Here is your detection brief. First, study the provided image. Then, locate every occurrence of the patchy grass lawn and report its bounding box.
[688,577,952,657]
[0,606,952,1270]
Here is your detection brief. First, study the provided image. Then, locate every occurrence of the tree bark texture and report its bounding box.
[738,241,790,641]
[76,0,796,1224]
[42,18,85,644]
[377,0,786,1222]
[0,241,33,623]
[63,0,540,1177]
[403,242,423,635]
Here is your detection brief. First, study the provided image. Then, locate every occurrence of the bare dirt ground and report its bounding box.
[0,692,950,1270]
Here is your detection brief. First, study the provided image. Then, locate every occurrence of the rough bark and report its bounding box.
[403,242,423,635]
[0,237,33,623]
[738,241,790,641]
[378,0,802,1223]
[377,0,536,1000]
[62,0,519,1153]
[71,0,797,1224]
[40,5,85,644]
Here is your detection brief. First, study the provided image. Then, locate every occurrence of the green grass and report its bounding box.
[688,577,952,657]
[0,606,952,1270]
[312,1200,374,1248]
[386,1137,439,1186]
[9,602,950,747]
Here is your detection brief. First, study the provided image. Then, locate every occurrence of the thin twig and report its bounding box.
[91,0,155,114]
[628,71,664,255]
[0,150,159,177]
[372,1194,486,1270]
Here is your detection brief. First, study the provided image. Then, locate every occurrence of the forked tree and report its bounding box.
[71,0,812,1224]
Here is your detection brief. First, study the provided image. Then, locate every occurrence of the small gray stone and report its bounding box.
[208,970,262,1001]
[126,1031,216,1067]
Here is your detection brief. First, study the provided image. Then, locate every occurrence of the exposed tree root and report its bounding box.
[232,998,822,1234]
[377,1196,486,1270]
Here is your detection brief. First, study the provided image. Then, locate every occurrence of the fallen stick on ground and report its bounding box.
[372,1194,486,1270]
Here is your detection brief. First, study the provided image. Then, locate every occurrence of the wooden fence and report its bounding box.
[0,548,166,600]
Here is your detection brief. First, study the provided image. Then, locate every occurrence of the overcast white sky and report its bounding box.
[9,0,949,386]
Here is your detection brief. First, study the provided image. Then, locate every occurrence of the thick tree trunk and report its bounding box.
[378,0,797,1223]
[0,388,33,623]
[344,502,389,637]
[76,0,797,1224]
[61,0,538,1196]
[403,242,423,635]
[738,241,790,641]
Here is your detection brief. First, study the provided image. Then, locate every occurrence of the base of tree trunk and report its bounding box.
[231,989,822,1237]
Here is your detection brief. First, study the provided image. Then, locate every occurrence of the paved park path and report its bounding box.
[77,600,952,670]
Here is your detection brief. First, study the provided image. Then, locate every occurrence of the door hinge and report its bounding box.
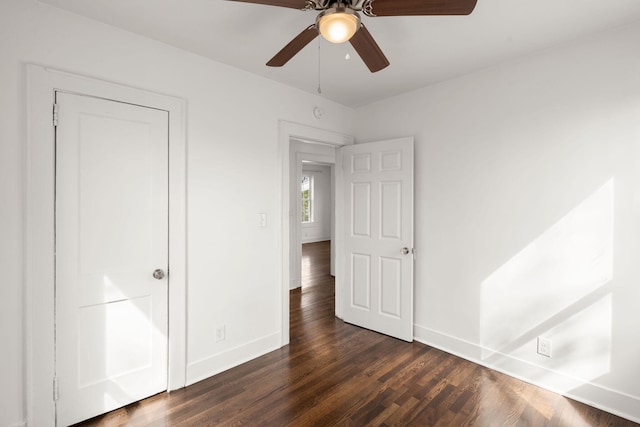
[53,104,58,126]
[53,377,60,402]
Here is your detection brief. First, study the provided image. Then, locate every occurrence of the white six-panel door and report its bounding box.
[341,138,413,341]
[55,92,168,425]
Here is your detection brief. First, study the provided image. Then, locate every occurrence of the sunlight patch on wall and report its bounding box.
[480,178,614,379]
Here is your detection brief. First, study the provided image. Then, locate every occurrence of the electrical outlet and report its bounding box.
[538,337,551,357]
[216,325,225,342]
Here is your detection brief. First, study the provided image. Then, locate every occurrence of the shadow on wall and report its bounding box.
[480,178,614,393]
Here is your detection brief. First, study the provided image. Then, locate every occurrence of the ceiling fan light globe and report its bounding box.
[317,11,360,43]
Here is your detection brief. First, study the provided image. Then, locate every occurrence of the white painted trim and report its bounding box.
[275,120,354,346]
[187,333,281,385]
[413,324,640,423]
[25,65,187,426]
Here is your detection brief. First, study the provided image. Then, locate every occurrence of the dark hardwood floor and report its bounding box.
[81,242,638,426]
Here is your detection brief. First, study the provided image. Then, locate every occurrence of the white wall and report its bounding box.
[356,24,640,421]
[301,163,333,243]
[0,0,353,426]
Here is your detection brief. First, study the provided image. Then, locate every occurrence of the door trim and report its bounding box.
[276,120,355,346]
[24,64,186,426]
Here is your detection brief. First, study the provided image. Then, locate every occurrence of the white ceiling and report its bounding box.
[40,0,640,107]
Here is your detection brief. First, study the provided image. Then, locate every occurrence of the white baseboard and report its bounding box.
[302,237,331,245]
[414,325,640,423]
[186,332,282,385]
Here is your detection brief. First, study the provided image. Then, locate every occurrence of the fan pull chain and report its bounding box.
[318,37,322,95]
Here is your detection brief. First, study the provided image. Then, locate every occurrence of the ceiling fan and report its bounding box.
[230,0,477,73]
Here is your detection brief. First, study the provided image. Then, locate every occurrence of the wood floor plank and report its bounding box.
[79,242,638,427]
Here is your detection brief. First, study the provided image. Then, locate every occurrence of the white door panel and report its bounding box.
[55,93,168,425]
[341,138,413,341]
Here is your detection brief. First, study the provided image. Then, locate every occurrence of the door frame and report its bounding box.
[289,145,337,289]
[277,120,355,346]
[24,64,187,426]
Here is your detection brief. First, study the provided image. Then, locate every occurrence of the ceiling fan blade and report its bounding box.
[349,25,389,73]
[267,25,318,67]
[367,0,477,16]
[228,0,307,10]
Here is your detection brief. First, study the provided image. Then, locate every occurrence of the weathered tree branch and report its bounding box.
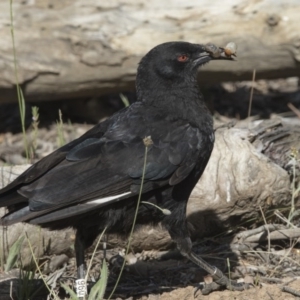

**Work to be completed**
Reproduce every row above word for word, and leave the pictures out.

**The output**
Here is your detection brief. First, study the provided image. Then, locate every occurrence of the patchy grass lawn and report its bounding box.
[688,577,952,657]
[0,606,952,1270]
Here is your detection brief. First, study the provided image. Then, locate every occurrence of the tree bark texture and report its bounding box.
[738,241,790,641]
[76,0,796,1224]
[42,18,85,644]
[377,0,786,1222]
[0,241,33,623]
[63,0,540,1177]
[403,242,423,635]
Here is your detection brief. First, study the provided image. Then, locate every occurrence of the bare dirt ground and report its bounding box.
[0,692,950,1270]
Here is your detection brief. First, study the provided image. Then, locate every occurrence of the rough bark and report its bounding box.
[403,242,423,635]
[0,237,33,623]
[738,241,790,641]
[378,0,802,1223]
[377,0,536,1000]
[62,0,519,1153]
[71,0,797,1224]
[40,5,85,644]
Here is your detection brief. First, study the provided image. Then, locate every occurrence of the green grass and report its bounding box.
[688,577,952,657]
[0,606,952,1270]
[312,1200,374,1248]
[386,1137,439,1186]
[9,602,950,747]
Here is your detection brief. First, study the provided image. Then, locate every occurrence of the thin twig and report its bounding box.
[91,0,155,114]
[628,71,664,255]
[0,150,159,177]
[372,1194,486,1270]
Here is your detection brief. First, study the provided image. Then, locate every occurrence of the forked tree and report its bounding box.
[71,0,812,1224]
Here is your detection brief. First, study the provided image. Then, locate every occurrence of the small gray stone and report its bounding box.
[208,970,262,1001]
[126,1031,216,1067]
Here is your detection brief. First, study the provided image. Then, locate every occurrence of the exposed tree root and report its bounding box.
[232,998,822,1234]
[377,1196,486,1270]
Here is your detection brief. First, study the provided image. Then, locate every occurrence of the fallen stick on ground and report its bounding box.
[372,1194,486,1270]
Here is your detection brief. First, study the provided image. Then, locate every occurrence of the wooden fence and report its bounding box.
[0,548,166,600]
Here is your detection brief. First, study the provided image. Then, locate every occurrence of the overcast white sky and report its bounding box.
[9,0,949,386]
Here is your detection brief. First, study the provided image. Then, locate every occurrence of the thick tree trunk and report its bounding box.
[378,0,797,1223]
[0,388,33,623]
[344,502,389,637]
[76,0,797,1224]
[61,0,538,1196]
[403,242,423,635]
[738,241,790,641]
Here is your detection brief. First, study the provided image. Then, locate every occurrence of the base of tree trunk and report its bounding box.
[231,989,822,1237]
Here is your detection brief. First, study the provided image. Then, locate every occurrence of the paved park path and report its bounding box.
[77,600,952,670]
Here is your detection brief. First, study the provided image. Then, locate every occurrence of the door hinge and report its bounding box.
[53,104,58,126]
[53,377,60,402]
Here is your detection brief. First, study the provided image. Then, locate every occurrence of the white six-panel door and report its bounding box.
[341,138,413,341]
[55,92,168,425]
Here is your detection brief. First, study the provided image. Then, locate every occurrence of the sunlight patch on wall and report its bounding box.
[480,178,614,379]
Here is your detection brief. First, study the provided image. Then, locate every occurrence of the electrical outlet and report its bounding box.
[538,337,551,357]
[216,325,225,342]
Here is your detection brief. First, study the provided image. Then, locate every occurrence of the shadow on wall and report its bounding box.
[480,178,614,393]
Here is your detection brief. First, study the provided image. Then, locate every occurrence of the ceiling fan light globe and report its bounding box.
[317,11,360,43]
Here is your detection brief. First, study the provided image. Then, locate every occurrence of the white painted trim and report its bounding box.
[275,120,354,346]
[187,333,281,385]
[413,324,640,423]
[25,65,187,426]
Here is your detection brief. First, study the provided image. Then, locate every occurrence of the dark hardwood floor and report its bounding box.
[81,242,638,426]
Here is your detection brief. First, study the provided image. Then, locate every occurrence of the white wall and report its bounding box.
[356,24,640,421]
[301,163,333,243]
[0,0,353,426]
Here is your detection brief. First, study the provided image. Then, locate every occurrence of the door trim and report its bounding box.
[276,120,355,346]
[24,64,186,426]
Here is your detection brief. First, study the provided image. Then, locate every occurrence of the white ceiling and report its bounding box.
[40,0,640,107]
Here is your detection brief. First, study the provided image. Then, locate every occurrence of the white baseboard and report its bounding box.
[302,237,331,245]
[414,325,640,423]
[186,332,282,385]
Here is your detection brief. First, study the provided image. Then, locate every occurrence of the fan pull chain and report its bounding box.
[318,37,322,95]
Here is your detection brief. First, study the provided image. Then, locate every occurrence of the ceiling fan and report its bounding box.
[230,0,477,73]
Here is your detection brief. First, study the provided image. Then, locate every occurrence of the wood floor plank and report its bounding box.
[79,242,638,427]
Here is your detection brief. First, study the provided image. Then, locate every occurrence of the white door panel and report its bounding box.
[55,93,168,425]
[341,138,413,341]
Here is your detection brief. First, study the provided image. Then, locate every occurrence of the door frame and report its bounding box.
[289,145,337,289]
[277,120,355,346]
[24,64,187,426]
Here is your detection brief. First, study the provided image. Then, locate every occurrence of the ceiling fan blade and report its bounding box.
[349,25,389,73]
[267,25,318,67]
[367,0,477,16]
[228,0,307,10]
Here is your detection brief. First, study the provided image. Then, locate every occurrence of the weathered tree branch and report its bounding box.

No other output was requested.